= WHAT TO WORK ON =
Reproduce every line of the records below word for word, omitting the pictures.

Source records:
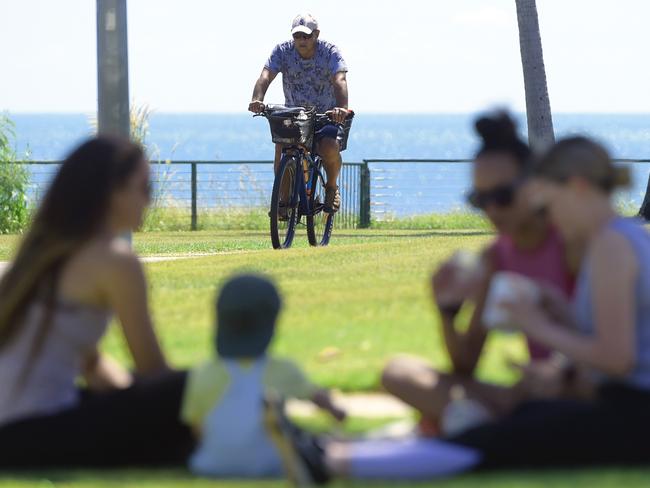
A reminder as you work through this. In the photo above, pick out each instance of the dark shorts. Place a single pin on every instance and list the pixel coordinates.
(613, 429)
(138, 426)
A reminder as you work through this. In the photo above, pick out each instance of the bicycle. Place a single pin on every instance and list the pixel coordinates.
(293, 198)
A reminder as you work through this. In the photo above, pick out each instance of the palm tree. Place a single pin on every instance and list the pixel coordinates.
(538, 106)
(644, 211)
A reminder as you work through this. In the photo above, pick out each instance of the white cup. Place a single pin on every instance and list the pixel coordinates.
(507, 287)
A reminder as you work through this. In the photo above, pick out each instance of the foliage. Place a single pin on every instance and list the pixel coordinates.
(14, 179)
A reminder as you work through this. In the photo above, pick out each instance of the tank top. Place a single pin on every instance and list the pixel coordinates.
(47, 384)
(235, 441)
(545, 264)
(639, 239)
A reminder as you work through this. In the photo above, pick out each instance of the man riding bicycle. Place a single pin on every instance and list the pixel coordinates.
(313, 75)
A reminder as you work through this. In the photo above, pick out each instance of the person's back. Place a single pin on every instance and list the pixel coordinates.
(635, 234)
(226, 399)
(38, 382)
(62, 401)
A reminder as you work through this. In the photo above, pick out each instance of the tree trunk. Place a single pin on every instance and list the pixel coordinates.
(644, 211)
(538, 106)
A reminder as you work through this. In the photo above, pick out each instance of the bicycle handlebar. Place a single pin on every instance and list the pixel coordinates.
(264, 113)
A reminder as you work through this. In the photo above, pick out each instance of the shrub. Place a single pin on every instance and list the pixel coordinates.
(14, 178)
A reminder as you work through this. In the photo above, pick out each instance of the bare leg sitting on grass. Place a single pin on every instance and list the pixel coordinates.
(416, 383)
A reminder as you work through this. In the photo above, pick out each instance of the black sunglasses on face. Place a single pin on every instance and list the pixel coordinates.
(502, 196)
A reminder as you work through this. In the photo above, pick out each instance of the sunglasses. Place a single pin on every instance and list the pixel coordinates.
(501, 196)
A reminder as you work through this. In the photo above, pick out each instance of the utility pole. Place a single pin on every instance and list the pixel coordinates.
(112, 69)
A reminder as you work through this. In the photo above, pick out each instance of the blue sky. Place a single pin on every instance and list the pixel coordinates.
(406, 55)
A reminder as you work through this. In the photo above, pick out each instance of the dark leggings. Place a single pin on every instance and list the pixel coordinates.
(138, 426)
(614, 429)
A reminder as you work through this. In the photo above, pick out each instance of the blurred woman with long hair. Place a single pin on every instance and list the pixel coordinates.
(70, 275)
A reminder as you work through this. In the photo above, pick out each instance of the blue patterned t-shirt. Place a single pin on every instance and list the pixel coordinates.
(307, 82)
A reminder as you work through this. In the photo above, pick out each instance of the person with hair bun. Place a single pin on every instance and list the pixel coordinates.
(527, 244)
(605, 329)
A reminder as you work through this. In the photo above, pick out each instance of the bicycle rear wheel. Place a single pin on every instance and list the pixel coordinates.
(284, 204)
(319, 223)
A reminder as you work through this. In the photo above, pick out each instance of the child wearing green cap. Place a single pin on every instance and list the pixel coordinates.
(224, 399)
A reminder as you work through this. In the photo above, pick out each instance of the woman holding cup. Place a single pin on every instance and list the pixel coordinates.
(528, 245)
(606, 329)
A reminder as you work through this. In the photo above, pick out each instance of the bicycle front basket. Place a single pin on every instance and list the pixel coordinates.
(292, 126)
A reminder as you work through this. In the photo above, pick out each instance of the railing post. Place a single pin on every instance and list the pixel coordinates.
(193, 189)
(364, 196)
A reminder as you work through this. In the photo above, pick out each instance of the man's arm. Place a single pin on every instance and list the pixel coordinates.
(340, 84)
(261, 86)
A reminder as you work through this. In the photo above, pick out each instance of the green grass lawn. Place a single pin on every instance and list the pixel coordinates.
(348, 308)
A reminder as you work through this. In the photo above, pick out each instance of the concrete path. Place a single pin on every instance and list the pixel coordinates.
(369, 405)
(156, 259)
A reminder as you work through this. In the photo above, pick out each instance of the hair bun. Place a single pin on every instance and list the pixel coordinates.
(497, 130)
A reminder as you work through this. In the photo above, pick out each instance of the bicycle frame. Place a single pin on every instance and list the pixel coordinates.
(302, 188)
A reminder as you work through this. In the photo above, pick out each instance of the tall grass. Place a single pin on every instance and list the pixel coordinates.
(14, 179)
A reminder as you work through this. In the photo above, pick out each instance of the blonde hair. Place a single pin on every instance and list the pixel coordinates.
(580, 156)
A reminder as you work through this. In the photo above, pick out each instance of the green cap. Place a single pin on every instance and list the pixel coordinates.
(247, 309)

= WRITTEN RESPONSE =
A reminder as you work through this. In the photo above, pick out each instance of the dark shorts. Place a single pin on every instance and list the pixel coordinates.
(613, 429)
(138, 426)
A reminder as you work through this. In the photo above, pick out each instance of the bicycle. Place a single pin on every instance and list the pixel coordinates.
(293, 198)
A reminder as you work through this. In the photo above, pick out each instance of the palm tree. Place a single pin on every instance and list the pixel coordinates.
(538, 106)
(644, 211)
A reminder as you work through this. In the photo above, pick out each instance of the white cup. Place a single pin on every instance and list the pixel coordinates.
(507, 287)
A reminder as you work through this. In the photo above, pick out each instance of the foliage. Place a single pin on every instance and list the pixel coordinates.
(14, 179)
A reminder as you work through this. In the photo above, pick out each instance of the tank top. Place a single pin on every instance and list the pixel coordinates.
(47, 384)
(235, 441)
(545, 264)
(639, 239)
A reminder as you work through this. In the photo above, pick out each instance of the man riding bicycle. Place a single pin on every instance and list the pixel coordinates.
(313, 75)
A reminder as you work through this. In the photo above, pick out each instance of the person's back. Place a single pin on every instance and list the pixel coordinates.
(635, 234)
(226, 399)
(38, 382)
(62, 401)
A reminder as you work through this. In the photo above, pick out each instance of the tree trunk. Place a single pin on every instance and list the pixel coordinates.
(644, 211)
(538, 106)
A reminder as you work through this. In the photo above, pick out each instance of the bicycle handlebar. Place a single pin on every instance and list the pixel coordinates.
(264, 113)
A reminder as you work through this. In the photo above, pick out each instance of the shrub. Place a single pin on every instance and list the pixel coordinates.
(14, 178)
A reminder as you work through this. In the photo above, pick out each instance of the bare leg sitting on grass. Place a single pin on every instance and list the pixel coordinates.
(416, 383)
A reminder as you work through this. In the photo above, pick out each instance of the black sunglasses on face. Place a single pin on every instance and list the pixel coordinates.
(502, 196)
A reminder as you work through this. In the photo above, pick out each instance of the sunglasses. Place a single pin on every instance and list the pixel coordinates.
(501, 196)
A reminder as you work through this. In the photo above, pick out each instance of the utility pole. Place a single pin on every instance and list the pixel coordinates.
(112, 69)
A reminder as you work through this. In the photo above, pick out each instance of the blue sky. Place a single pin on every instance and list the pixel coordinates.
(406, 55)
A reminder as you work through this. In the photo above, pick out each instance of the dark leggings. Place a single pin on every instance and list the pixel coordinates.
(138, 426)
(614, 429)
A reminder as you work through this. In the photo above, pick out each instance of the blurred woman with long hair. Place a single pin on every instance and list the pixel coordinates.
(70, 275)
A reminder as you work through this. In the photo above, pick out each instance of the blue patterned t-shirt. Place a single pin on every instance and list the pixel coordinates.
(307, 82)
A reminder as you work through this. In the photo above, pick out each instance of the person with hair bun. Place a single pin on every instance and list the pixel coordinates.
(527, 244)
(605, 329)
A reminder as you work through this. In the photo above, pick out each instance of the bicycle rear wheel. Place a single pin on every instance and list the pixel coordinates.
(284, 204)
(319, 223)
A reminder as you work through this. In the photo above, pick out each instance of the child wearing green cap. Place a single pin on every instance and list the pixel coordinates.
(224, 399)
A reminder as you work through this. In the photo above, pick out each instance of the woman holding cup. Place a single pin on every instance and list the pixel coordinates.
(528, 245)
(606, 329)
A reminder as you work through this. In the photo above, pick out each instance of the bicycle front basket. Place a single pin on every instance and list the pixel coordinates.
(292, 126)
A reminder as you work through this. In the photo above, pick out each instance of the railing post. Place a single pin on every instance and list the pixel coordinates.
(193, 189)
(364, 196)
A reminder as you work through this. In the photo above, pick out each instance of the man's arm. Place a single pin on every instance and list the pixel coordinates.
(340, 84)
(261, 86)
A reminder as you work through this. In the photo above, pick out each instance of the green grass lawn. Place a single pin on every instance and list the pixel coordinates.
(348, 308)
A reminder as you work through this. In the photo above, pick out each instance of the concrete path. Place a single pin on every instance and list the pixel coordinates.
(369, 405)
(156, 259)
A reminder as you work through this. In the photo above, pick out each instance of the hair bun. Place a single pin on every instance and list the pixel coordinates.
(497, 130)
A reminder as you work through this. In the photo above, pick out each instance of the bicycle frame. Place a single pin on every instance and list the pixel coordinates.
(302, 188)
A reminder as you work through this. In the photo above, pick out each instance of the tall grass. Place a single pin on every instance and list the pixel coordinates.
(14, 179)
A reminder as you work through this. In the photo above, pick out each instance of the blonde hair. Place a single pin on every instance and list the pixel coordinates.
(580, 156)
A reminder as you work through this. In the photo above, pick out each instance of the green cap. Place a single pin on every instance and list the pixel coordinates.
(247, 309)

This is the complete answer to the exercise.